### [Objective]
Exact copies are required of the lines from the line containing "In this exercise you will label the station canopy" through the final line of the listing, both included, and of no other lines.

### [Exercise data]
======

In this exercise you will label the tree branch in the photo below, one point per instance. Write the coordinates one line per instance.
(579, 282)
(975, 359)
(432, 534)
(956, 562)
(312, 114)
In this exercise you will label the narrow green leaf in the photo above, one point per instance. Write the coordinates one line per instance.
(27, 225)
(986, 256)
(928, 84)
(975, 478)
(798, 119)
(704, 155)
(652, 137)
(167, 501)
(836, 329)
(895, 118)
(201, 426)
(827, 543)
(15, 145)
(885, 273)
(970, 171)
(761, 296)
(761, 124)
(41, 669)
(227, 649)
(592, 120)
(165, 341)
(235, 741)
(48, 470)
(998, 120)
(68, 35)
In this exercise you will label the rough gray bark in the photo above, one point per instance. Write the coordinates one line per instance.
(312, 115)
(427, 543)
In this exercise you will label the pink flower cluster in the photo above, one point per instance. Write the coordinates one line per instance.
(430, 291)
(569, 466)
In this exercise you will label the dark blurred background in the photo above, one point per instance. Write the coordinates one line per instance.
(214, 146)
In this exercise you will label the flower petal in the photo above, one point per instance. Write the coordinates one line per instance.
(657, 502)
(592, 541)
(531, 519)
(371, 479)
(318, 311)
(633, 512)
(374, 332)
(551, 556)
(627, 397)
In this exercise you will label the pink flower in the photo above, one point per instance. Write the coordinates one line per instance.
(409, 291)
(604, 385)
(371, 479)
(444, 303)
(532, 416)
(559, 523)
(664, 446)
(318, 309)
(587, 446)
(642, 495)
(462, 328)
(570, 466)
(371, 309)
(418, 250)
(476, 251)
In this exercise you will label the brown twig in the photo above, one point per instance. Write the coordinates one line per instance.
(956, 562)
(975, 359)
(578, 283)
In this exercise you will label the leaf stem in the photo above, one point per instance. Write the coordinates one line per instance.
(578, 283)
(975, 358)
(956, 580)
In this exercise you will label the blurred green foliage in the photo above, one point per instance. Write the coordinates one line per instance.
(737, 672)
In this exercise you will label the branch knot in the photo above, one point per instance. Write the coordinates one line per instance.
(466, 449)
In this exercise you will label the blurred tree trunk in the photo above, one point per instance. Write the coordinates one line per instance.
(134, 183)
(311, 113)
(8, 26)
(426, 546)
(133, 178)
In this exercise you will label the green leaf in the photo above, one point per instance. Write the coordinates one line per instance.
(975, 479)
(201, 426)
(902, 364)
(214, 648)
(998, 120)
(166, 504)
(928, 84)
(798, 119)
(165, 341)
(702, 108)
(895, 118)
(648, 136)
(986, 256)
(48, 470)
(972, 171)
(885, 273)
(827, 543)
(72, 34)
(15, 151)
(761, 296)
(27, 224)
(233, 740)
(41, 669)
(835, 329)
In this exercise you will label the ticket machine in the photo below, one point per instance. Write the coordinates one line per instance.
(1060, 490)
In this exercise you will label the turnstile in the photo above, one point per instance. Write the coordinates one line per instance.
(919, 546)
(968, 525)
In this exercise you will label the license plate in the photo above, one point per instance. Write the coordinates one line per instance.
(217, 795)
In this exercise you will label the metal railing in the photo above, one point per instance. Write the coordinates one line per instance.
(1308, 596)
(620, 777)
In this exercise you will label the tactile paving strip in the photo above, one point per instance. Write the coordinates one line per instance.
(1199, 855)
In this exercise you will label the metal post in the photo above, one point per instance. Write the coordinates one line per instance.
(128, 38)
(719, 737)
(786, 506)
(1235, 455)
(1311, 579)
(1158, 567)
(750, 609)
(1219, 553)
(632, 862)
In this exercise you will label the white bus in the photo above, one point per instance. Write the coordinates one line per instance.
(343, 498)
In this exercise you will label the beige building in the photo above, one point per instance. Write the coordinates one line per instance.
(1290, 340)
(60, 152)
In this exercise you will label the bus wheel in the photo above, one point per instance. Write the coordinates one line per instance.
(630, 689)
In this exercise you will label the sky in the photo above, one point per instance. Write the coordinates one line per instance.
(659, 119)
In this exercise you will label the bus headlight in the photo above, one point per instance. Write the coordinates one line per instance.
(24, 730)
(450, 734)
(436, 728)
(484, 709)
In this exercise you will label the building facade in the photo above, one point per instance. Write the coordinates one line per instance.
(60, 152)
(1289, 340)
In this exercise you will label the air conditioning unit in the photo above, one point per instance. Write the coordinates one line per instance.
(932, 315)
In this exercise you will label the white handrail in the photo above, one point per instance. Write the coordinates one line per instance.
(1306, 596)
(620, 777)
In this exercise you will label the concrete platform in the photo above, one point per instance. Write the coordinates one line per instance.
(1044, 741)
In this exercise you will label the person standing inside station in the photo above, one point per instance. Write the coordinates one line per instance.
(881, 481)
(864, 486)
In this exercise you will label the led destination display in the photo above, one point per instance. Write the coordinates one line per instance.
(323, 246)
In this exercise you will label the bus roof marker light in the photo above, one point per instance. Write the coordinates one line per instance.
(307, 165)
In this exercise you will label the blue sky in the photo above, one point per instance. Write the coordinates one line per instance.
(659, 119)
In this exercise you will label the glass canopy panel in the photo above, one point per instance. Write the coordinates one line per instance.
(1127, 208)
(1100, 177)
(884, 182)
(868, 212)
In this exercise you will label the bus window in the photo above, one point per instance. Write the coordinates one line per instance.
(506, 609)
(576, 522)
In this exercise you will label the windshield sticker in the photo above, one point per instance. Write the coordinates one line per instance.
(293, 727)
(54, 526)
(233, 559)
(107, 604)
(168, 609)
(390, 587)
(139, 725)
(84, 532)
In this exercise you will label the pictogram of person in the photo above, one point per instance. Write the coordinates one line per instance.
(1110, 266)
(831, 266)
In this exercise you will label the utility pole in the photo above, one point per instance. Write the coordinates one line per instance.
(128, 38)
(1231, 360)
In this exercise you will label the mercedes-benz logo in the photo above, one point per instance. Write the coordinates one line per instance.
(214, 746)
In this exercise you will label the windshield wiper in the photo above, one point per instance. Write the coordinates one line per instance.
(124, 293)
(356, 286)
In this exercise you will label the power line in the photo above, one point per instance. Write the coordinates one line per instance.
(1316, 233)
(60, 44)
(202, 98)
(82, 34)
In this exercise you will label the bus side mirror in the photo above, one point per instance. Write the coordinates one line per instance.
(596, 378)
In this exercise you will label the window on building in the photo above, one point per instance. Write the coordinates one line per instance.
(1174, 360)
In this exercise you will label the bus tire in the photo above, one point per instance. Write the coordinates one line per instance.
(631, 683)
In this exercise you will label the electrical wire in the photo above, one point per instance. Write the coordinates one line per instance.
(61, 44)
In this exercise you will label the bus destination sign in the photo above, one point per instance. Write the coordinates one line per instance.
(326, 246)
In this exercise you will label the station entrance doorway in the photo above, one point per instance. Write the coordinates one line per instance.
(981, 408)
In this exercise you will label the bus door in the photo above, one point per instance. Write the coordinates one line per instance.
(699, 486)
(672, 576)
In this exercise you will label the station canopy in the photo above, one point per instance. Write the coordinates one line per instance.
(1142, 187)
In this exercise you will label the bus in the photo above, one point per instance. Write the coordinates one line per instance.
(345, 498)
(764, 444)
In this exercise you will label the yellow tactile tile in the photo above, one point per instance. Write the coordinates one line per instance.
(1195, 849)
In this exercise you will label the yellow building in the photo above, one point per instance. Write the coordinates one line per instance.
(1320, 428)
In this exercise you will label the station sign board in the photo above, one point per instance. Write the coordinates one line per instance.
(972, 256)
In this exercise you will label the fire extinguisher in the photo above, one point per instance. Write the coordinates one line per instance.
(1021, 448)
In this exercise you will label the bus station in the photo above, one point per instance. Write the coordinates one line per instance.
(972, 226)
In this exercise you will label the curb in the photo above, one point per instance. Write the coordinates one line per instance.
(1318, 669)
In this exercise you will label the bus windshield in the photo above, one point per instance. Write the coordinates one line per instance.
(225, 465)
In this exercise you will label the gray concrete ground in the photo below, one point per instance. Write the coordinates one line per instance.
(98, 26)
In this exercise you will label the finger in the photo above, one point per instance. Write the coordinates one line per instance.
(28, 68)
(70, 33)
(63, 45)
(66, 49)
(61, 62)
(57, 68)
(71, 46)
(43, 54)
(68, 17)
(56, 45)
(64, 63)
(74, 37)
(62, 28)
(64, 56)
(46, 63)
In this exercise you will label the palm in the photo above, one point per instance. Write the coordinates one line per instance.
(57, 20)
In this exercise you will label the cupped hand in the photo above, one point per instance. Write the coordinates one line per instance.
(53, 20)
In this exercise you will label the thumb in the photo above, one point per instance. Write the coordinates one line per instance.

======

### [In response]
In this exercise you will label the station canopy in the photo above, one point per instance. Write the coordinates one line per instance.
(1142, 187)
In this exercise you will label the bus in the photo above, one point per instance. Write the coordinates one line per instance.
(345, 498)
(764, 444)
In this exercise you will label the yellow tactile tile in the photo above, one point per instance. Write the coordinates one line per instance.
(1195, 849)
In this exercise you will label the yellow building in the photo above, one point per instance. Write the coordinates one line per instance.
(1320, 428)
In this exercise you will label the station sign board in the photo above, one point per instance. Write the coordinates one line per instance.
(972, 256)
In this exercise you will label the fire extinguisher in the photo above, one point per instance. Write the coordinates one line per instance.
(1021, 448)
In this exercise you will label the bus station in the photo above, one point per instance. Write the coordinates one line per instance.
(972, 226)
In this exercise you will label the curb in the photo above, one point per instance. Write the coordinates one line per instance.
(1318, 669)
In this exercise you will label the bus windshield in the photo above, one point per instance. Write the coordinates one line per instance.
(225, 465)
In this exercise you will label the gray concrete ground in the photo below, one point per instance. Write the coordinates one line per instance.
(98, 26)
In this exercise you will label the finger in the photo above, one point per instance. Write the coordinates one line per instance.
(28, 68)
(70, 33)
(63, 45)
(66, 49)
(61, 62)
(57, 68)
(71, 46)
(43, 54)
(68, 17)
(56, 45)
(64, 63)
(74, 37)
(62, 28)
(64, 56)
(46, 63)
In this exercise you will label the palm in the photo above, one point per instance. Write the coordinates one line per instance.
(57, 20)
In this exercise you will label the cupped hand in the photo above, one point per instance. Write the coordinates one line per instance.
(53, 20)
In this exercise you will label the thumb in the photo above, one point per instance. Write the coordinates one line per instance.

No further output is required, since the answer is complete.